■ **Records supplied**:
══════════

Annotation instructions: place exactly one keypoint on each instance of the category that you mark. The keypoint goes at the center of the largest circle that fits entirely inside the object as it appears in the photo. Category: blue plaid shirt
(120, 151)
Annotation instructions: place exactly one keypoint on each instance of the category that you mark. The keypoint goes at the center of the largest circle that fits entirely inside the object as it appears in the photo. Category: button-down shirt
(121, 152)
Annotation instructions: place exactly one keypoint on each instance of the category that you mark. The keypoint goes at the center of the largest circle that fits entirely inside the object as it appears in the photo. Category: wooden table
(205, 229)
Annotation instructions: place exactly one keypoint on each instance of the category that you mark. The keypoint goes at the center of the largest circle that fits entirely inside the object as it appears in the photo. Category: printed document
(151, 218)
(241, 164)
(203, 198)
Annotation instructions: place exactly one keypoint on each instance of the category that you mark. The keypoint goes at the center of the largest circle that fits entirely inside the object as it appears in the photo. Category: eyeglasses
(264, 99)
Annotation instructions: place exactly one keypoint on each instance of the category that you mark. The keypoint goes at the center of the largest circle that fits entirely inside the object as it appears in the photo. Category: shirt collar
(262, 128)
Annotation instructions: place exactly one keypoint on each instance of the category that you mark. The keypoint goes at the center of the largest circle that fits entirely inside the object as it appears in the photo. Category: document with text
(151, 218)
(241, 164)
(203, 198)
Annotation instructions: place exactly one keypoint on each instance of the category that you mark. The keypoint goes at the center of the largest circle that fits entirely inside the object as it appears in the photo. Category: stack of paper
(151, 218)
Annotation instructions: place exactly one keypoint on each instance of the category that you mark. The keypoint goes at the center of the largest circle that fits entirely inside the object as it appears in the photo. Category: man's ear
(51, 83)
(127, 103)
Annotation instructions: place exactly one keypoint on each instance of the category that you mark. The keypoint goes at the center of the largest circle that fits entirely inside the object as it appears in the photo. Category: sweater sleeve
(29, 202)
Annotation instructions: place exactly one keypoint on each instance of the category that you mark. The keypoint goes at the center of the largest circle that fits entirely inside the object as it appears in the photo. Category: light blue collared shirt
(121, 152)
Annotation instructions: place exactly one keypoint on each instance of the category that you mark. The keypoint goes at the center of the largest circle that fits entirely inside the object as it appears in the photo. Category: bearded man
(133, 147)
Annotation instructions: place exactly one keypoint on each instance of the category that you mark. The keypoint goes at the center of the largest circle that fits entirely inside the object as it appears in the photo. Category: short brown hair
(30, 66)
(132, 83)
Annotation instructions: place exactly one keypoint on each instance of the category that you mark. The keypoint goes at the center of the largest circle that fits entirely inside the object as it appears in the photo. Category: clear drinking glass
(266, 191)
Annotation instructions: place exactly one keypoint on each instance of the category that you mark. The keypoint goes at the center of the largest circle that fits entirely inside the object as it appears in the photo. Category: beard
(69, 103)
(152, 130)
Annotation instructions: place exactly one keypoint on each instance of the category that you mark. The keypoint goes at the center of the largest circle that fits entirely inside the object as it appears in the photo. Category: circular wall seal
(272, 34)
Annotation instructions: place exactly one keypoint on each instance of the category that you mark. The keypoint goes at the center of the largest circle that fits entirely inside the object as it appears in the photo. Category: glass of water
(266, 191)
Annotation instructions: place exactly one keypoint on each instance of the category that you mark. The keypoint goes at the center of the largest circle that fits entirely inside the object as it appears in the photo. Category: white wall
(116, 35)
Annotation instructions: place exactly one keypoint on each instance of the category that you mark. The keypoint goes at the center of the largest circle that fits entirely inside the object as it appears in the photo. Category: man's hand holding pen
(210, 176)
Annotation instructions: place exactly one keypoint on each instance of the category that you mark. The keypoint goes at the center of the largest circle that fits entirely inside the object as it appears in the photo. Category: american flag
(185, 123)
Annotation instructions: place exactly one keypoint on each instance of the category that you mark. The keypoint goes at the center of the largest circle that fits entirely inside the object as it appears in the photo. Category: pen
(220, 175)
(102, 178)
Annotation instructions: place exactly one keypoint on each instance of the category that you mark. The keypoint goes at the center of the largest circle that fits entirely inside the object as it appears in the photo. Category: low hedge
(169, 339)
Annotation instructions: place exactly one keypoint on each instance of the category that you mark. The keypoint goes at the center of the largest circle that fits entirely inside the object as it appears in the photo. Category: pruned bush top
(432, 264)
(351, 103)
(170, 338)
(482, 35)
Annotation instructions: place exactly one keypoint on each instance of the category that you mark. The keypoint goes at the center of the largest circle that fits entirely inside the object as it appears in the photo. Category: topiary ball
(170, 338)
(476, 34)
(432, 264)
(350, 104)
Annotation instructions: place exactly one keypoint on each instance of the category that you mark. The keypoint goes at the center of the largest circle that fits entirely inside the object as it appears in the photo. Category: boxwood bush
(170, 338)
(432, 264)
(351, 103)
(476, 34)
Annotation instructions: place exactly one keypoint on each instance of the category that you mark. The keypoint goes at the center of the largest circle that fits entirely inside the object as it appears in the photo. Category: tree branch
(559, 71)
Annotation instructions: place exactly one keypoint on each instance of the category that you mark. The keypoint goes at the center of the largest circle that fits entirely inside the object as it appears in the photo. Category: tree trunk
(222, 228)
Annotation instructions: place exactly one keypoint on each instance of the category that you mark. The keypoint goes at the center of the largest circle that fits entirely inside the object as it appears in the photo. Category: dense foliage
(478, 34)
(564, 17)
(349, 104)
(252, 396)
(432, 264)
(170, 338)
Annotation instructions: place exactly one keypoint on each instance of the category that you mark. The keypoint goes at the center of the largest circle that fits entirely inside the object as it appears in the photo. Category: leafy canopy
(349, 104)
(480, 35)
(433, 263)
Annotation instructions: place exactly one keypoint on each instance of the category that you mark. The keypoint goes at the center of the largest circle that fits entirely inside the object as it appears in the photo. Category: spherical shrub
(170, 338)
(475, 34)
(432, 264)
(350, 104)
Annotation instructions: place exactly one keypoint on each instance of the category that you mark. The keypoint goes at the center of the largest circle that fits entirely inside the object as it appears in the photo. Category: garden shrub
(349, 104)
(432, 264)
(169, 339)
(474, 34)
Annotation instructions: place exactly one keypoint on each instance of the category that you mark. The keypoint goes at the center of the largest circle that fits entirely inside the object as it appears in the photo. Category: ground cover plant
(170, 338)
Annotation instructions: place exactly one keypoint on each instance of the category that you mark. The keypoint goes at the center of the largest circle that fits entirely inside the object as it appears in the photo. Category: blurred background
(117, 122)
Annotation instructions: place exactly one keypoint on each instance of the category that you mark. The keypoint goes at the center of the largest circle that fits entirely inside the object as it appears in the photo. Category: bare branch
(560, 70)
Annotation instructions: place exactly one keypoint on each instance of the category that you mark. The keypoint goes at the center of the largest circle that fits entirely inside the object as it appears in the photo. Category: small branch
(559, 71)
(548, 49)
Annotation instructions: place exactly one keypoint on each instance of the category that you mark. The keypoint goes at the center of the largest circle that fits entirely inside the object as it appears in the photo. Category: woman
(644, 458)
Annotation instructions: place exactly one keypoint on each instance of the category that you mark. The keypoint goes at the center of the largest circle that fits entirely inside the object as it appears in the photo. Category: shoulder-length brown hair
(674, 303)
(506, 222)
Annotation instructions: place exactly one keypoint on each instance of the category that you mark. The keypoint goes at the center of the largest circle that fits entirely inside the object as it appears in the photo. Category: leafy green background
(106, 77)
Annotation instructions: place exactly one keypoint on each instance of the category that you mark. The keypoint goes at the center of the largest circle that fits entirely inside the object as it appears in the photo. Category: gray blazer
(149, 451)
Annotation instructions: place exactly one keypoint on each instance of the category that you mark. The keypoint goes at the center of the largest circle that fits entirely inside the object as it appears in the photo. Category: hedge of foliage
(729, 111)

══════════

Extract the data in full. Keep it word for word.

Annotation instructions: place exactly one keypoint on each instance of the category that you mark. The keypoint goes at the center of the largest circle that fits entirely inside the object as it appears in the photo. Category: blue plaid shirt
(120, 151)
Annotation instructions: place exactly one keypoint on each instance of the category that you mark. The keypoint goes at the center of the largest circle that fits entirely inside the object as it appears in the photo. Category: button-down shirt
(121, 152)
Annotation instructions: place exactly one keypoint on each instance of the category that you mark. The keypoint goes at the center of the largest circle that fits entirely inside the object as it appears in the photo. Category: wooden table
(205, 229)
Annotation instructions: place exactly one keypoint on each instance of the category that you mark. The keypoint goes at the center of the largest circle that fits entirely inside the object as it appears in the photo. Category: printed document
(151, 218)
(241, 164)
(203, 198)
Annotation instructions: place exactly one keypoint on each instance of the category that you mark. The keypoint goes at the center of the largest circle that fits entirely inside the object as it appears in the photo. Category: eyeglasses
(264, 99)
Annotation instructions: place exactly one keypoint on each instance of the category that you mark. The keypoint goes at the center of the largest circle that fits entirely inside the object as it appears in the photo. Category: shirt collar
(262, 128)
Annotation instructions: place exactly one keypoint on each instance of the category that you mark. The keypoint goes at the center of the largest circle that fits entirely inside the object as it appears in the photo. Category: document with text
(151, 218)
(241, 164)
(203, 198)
Annotation instructions: place exactly one keypoint on each instance of the category that you mark. The keypoint goes at the center of the largest circle that fits entirely inside the object as it appears in the photo. Category: stack of paper
(151, 218)
Annotation instructions: place exactly one keypoint on each instance of the category that you mark. The keypoint goes at the center of the largest circle that fits entirely inside the object as it appears in the photo. Category: man's ear
(51, 83)
(127, 103)
Annotation instructions: place exactly one keypoint on each instance of the category that you mark. The keypoint goes at the center of the largest circle that fits entirely inside the object as it appears in the photo. Category: sweater sleeve
(29, 202)
Annotation instructions: place exactly one keypoint on each instance of the category that you mark. The keypoint goes at the center of the largest circle that fits entirely inside the object as it appears in the photo. Category: light blue collared shirt
(121, 152)
Annotation instructions: place exactly one keypoint on each instance of the category that you mark. The keypoint goes at the center of the largest circle that fits entirely inside the object as it appears in the photo. Category: bearded man
(133, 147)
Annotation instructions: place exactly one keypoint on each instance of the category that you mark. The keypoint goes at the center of the largest circle that fits entirely inside the object as it appears in the photo. Category: short brown hair
(30, 66)
(132, 83)
Annotation instructions: place exactly one keypoint on each instance of the category that you mark. The keypoint goes at the center of the largest circle that fits entirely inside the object as it appears in the photo. Category: clear drinking glass
(266, 191)
Annotation instructions: place exactly one keypoint on each instance of the category that you mark. The keypoint goes at the center of the largest circle that fits entirely inside the object as it appears in the photo. Category: beard
(69, 103)
(152, 130)
Annotation instructions: place exactly one keypoint on each instance of the category that you mark. The keypoint goes at the center of the largest circle that fits entirely inside the object as it appears in the photo. Category: circular wall seal
(272, 34)
Annotation instructions: place exactly one keypoint on each instance of the category that you mark. The keypoint goes at the center of the largest circle that fits entirely inside the object as it appears in the photo. Category: glass of water
(266, 191)
Annotation instructions: place exactly one keypoint on each instance of the category that you mark. The keypoint goes at the center of the largest circle that fits entirely inside the object as it appears in the photo. Category: white wall
(116, 35)
Annotation instructions: place exactly one keypoint on each instance of the category that you mark. The keypoint goes at the center of the largest circle that fits entirely inside the object as it appears in the photo. Category: man's hand holding pen
(210, 176)
Annotation instructions: place exactly one keypoint on each instance of the category that you mark. The keypoint goes at the center of the largest circle that fits entirely inside the object as it appears in the photo. Category: american flag
(185, 123)
Annotation instructions: place exactly one keypoint on each instance of the category that you mark. The keypoint goes at the center of the largest circle that fits entirely inside the object as it appears in the photo. Category: pen
(220, 175)
(102, 178)
Annotation instructions: place exactly one keypoint on each instance of the category that you mark. The keypoint goes at the center of the largest circle that fits entirely inside the object as it appears in the photo. Category: low hedge
(169, 339)
Annotation instructions: place exactly one keypoint on each instance of the category that you mark. The keypoint goes at the center of the largest circle that fits entirely inside the object as it appears in the photo. Category: pruned bush top
(432, 264)
(351, 103)
(170, 338)
(482, 35)
Annotation instructions: place exactly one keypoint on each instance of the category that you mark. The keypoint goes at the center of the largest circle that fits entirely inside the object as it appears in the photo. Category: topiary ball
(170, 338)
(476, 34)
(432, 264)
(350, 104)
Annotation instructions: place exactly one keypoint on each instance of the category that you mark. The keypoint goes at the center of the largest circle that fits entirely inside the object as it appears in the photo. Category: boxwood bush
(170, 338)
(432, 264)
(351, 103)
(476, 34)
Annotation instructions: place exactly one keypoint on each instance of the category that you mark. The keypoint goes at the center of the largest circle that fits entirely inside the object as it appears in the photo. Category: tree branch
(559, 71)
Annotation instructions: place exactly one keypoint on each instance of the category that you mark. The keypoint goes at the center of the largest circle that fits entirely inside the object as it appears in the photo. Category: tree trunk
(222, 228)
Annotation instructions: place exactly one keypoint on each instance of the category that you mark. The keypoint goes at the center of the largest circle that fits entirely inside the object as it appears in the photo. Category: dense foliage
(478, 34)
(564, 17)
(349, 104)
(252, 396)
(432, 264)
(170, 338)
Annotation instructions: place exactly one keypoint on each instance of the category that you mark. The keypoint goes at the center of the largest circle that fits entirely inside the object as it appears in the photo. Category: leafy canopy
(349, 104)
(480, 35)
(433, 263)
Annotation instructions: place exactly one keypoint on each instance of the category that you mark. The keypoint goes at the center of the largest circle that fits entirely inside the object as it appears in the photo. Category: spherical shrub
(170, 338)
(475, 34)
(432, 264)
(350, 104)
Annotation instructions: place exactly one keypoint on each instance of the category that you mark. The keypoint goes at the center of the largest circle that fits entirely inside the object as it appears in the photo. Category: garden shrub
(349, 104)
(432, 264)
(169, 339)
(474, 34)
Annotation instructions: place exactly one keypoint on each instance of the category that you mark. The keypoint goes at the center of the largest circle that fits entirely inside the object as it appears in the photo. Category: ground cover plant
(170, 338)
Annotation instructions: place exactly one keypoint on each instance of the category that you mark. The keypoint goes at the center of the largest circle that fits entirely inside the object as it appears in the photo. Category: blurred background
(117, 122)
Annotation instructions: place exactly one keypoint on each instance of the category that you mark. The keypoint goes at the center of the largest circle that fits entirely inside the object as it appears in the photo. Category: bare branch
(560, 70)
Annotation instructions: place exactly one keypoint on each instance of the category that you mark. The keypoint goes at the center of the largest circle that fits entirely inside the object as it appears in the photo. Category: small branch
(559, 71)
(548, 49)
Annotation instructions: place exactly one keypoint on each instance of the category that you mark. The keypoint goes at the center of the largest circle that fits entirely inside the object as it appears in the photo. Category: woman
(644, 458)
Annotation instructions: place exactly one keypoint on each instance of the category that you mark. The keypoint goes at the center of the largest circle that fits entirely inside the object as it appears in the photo. Category: shoulder-length brown hair
(674, 303)
(506, 222)
Annotation instructions: place exactly one keypoint on each instance of the category that you mark. The keypoint goes at the center of the largest circle that fits entirely inside the object as it appears in the photo. Category: leafy green background
(106, 77)
Annotation instructions: place exactly one keypoint on each instance of the category that you mark. The keypoint goes at the center of the largest circle that fits entirely inside the object as it appears in the photo. Category: gray blazer
(149, 451)
Annotation instructions: place exactly one keypoint on each instance of the category that you mark. The keypoint goes at the center of the largest circle that fits entirely inside the object as it appears in the photo. Category: hedge of foliage
(729, 111)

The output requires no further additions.